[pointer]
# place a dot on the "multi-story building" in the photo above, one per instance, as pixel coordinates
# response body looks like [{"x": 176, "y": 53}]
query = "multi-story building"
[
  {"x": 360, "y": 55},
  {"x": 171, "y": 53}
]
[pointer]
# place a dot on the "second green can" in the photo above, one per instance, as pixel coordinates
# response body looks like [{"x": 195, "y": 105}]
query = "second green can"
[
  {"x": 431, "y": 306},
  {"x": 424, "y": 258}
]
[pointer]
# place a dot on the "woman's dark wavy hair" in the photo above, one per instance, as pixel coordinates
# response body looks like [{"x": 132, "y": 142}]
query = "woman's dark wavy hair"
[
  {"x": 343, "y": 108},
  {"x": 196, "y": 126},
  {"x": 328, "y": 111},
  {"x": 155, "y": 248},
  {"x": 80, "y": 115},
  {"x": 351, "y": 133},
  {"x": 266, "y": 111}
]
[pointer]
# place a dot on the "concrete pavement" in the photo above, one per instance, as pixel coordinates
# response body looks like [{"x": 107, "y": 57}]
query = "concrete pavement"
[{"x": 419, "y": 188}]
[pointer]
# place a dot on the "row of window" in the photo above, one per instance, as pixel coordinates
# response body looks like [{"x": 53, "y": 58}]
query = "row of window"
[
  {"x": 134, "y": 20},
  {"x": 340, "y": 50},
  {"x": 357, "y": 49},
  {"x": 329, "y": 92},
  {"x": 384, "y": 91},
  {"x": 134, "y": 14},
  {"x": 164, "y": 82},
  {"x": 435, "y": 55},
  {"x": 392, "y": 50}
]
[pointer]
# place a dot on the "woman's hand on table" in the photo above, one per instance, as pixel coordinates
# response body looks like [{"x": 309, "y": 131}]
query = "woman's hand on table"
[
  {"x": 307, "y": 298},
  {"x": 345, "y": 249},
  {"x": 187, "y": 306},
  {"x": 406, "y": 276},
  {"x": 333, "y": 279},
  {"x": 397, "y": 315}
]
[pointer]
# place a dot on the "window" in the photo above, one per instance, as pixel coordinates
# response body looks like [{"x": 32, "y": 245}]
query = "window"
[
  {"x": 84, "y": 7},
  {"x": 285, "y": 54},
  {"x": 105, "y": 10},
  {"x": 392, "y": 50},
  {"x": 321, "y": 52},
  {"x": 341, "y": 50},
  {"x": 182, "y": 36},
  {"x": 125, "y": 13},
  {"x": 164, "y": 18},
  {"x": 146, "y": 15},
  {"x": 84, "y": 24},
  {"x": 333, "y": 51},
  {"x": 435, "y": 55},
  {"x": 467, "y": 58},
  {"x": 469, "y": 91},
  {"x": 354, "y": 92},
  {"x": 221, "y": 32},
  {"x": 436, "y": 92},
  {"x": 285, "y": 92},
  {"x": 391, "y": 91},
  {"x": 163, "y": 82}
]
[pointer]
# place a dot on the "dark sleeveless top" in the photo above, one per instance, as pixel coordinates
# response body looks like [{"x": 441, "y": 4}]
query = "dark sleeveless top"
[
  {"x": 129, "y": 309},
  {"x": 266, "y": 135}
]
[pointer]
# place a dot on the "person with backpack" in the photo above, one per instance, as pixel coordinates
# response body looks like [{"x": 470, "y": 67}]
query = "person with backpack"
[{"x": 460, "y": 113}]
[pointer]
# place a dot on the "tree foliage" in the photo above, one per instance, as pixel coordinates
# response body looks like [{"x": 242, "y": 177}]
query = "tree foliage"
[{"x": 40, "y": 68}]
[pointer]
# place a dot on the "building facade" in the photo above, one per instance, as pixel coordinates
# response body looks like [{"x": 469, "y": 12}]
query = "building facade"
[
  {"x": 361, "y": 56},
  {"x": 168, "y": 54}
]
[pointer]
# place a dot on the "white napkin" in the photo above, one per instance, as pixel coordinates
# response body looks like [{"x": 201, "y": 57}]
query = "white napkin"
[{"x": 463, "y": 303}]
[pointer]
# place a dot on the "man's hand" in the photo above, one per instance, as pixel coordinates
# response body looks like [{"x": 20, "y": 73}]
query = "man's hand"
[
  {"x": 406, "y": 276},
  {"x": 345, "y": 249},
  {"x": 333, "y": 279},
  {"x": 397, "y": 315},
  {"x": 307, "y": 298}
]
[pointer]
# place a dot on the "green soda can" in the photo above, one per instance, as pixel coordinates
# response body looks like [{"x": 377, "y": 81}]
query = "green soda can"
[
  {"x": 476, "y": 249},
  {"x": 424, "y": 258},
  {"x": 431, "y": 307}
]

• [PROBLEM TO SOLVE]: Return each entry from the material above exactly as it appears.

• [RESPONSE TO THE TASK]:
[pointer]
# place a dot on the "multi-story building" in the photo above, one per instance, as pixel coordinates
# response body looks like [{"x": 176, "y": 53}]
query = "multi-story building"
[
  {"x": 360, "y": 55},
  {"x": 171, "y": 53}
]
[pointer]
# place a dot on the "second green can" in the photo above, one per instance, as pixel coordinates
# response body looks like [{"x": 195, "y": 105}]
query = "second green can"
[
  {"x": 431, "y": 306},
  {"x": 424, "y": 258}
]
[pointer]
# place a dot on the "woman's dark wavy hair" in the photo above, one per instance, as pixel coordinates
# response body looks like [{"x": 132, "y": 142}]
query = "woman's dark wavy hair"
[
  {"x": 343, "y": 108},
  {"x": 196, "y": 126},
  {"x": 328, "y": 111},
  {"x": 155, "y": 248},
  {"x": 80, "y": 115},
  {"x": 351, "y": 133},
  {"x": 266, "y": 111}
]
[pointer]
# place a dot on the "concrete pavement" in the photo above, one per instance, as pixel coordinates
# response body looks like [{"x": 107, "y": 57}]
query = "concrete pavement"
[{"x": 419, "y": 188}]
[pointer]
# place a dot on the "row of window" in the photo above, one per instance, as pixel coordinates
# response body looks like [{"x": 53, "y": 58}]
query = "row of window"
[
  {"x": 134, "y": 20},
  {"x": 340, "y": 50},
  {"x": 357, "y": 49},
  {"x": 329, "y": 92},
  {"x": 384, "y": 91},
  {"x": 134, "y": 14},
  {"x": 164, "y": 82},
  {"x": 435, "y": 55},
  {"x": 392, "y": 50}
]
[pointer]
# place a dot on the "woman's hand on table" in the photo above, one per instance, as pixel coordinates
# response body looks like [{"x": 309, "y": 131}]
query = "woman's hand on table"
[
  {"x": 307, "y": 298},
  {"x": 345, "y": 249},
  {"x": 187, "y": 306},
  {"x": 406, "y": 276},
  {"x": 333, "y": 279},
  {"x": 397, "y": 315}
]
[pointer]
# place a dot on the "window" in the photo above, one per instance, as pixel coordinates
# response body looks like [{"x": 32, "y": 245}]
query = "window"
[
  {"x": 84, "y": 7},
  {"x": 285, "y": 54},
  {"x": 105, "y": 10},
  {"x": 392, "y": 50},
  {"x": 321, "y": 52},
  {"x": 341, "y": 50},
  {"x": 182, "y": 36},
  {"x": 125, "y": 13},
  {"x": 164, "y": 18},
  {"x": 146, "y": 15},
  {"x": 84, "y": 24},
  {"x": 333, "y": 51},
  {"x": 435, "y": 55},
  {"x": 467, "y": 58},
  {"x": 469, "y": 91},
  {"x": 354, "y": 92},
  {"x": 221, "y": 32},
  {"x": 436, "y": 92},
  {"x": 285, "y": 92},
  {"x": 391, "y": 91},
  {"x": 163, "y": 82}
]
[pointer]
# place a dot on the "dark sleeveless top" in the photo above, one per instance, as pixel coordinates
# response body looks like [{"x": 441, "y": 4}]
query = "dark sleeveless top"
[
  {"x": 129, "y": 309},
  {"x": 266, "y": 135}
]
[pointer]
# place a dot on the "person with backpack" in the photo above, one per instance, as pixel coordinates
# response body looks like [{"x": 470, "y": 67}]
query = "person with backpack"
[{"x": 460, "y": 113}]
[pointer]
# place a dot on the "tree foliage" in the photo above, one per instance, as pixel coordinates
# response body looks like [{"x": 242, "y": 177}]
query = "tree foliage"
[{"x": 40, "y": 68}]
[pointer]
# place a dot on the "building facade" in the photo above, one per instance, as pixel coordinates
# response body looks like [{"x": 469, "y": 12}]
query = "building facade"
[
  {"x": 361, "y": 56},
  {"x": 168, "y": 54}
]
[pointer]
# place a dot on the "white napkin" in the photo above, one per instance, as pixel coordinates
# response body looks like [{"x": 201, "y": 57}]
query = "white napkin"
[{"x": 463, "y": 303}]
[pointer]
# place a dot on the "man's hand" in the photo above, one per instance, as pixel coordinates
# response body looks like [{"x": 20, "y": 73}]
query = "man's hand"
[
  {"x": 406, "y": 276},
  {"x": 345, "y": 249},
  {"x": 333, "y": 279},
  {"x": 397, "y": 315},
  {"x": 307, "y": 298}
]
[pointer]
# place a dot on the "green soda can" in the photo above, one per instance, as pixel coordinates
# response body looks like [{"x": 377, "y": 81}]
query = "green soda can"
[
  {"x": 476, "y": 249},
  {"x": 424, "y": 258},
  {"x": 431, "y": 307}
]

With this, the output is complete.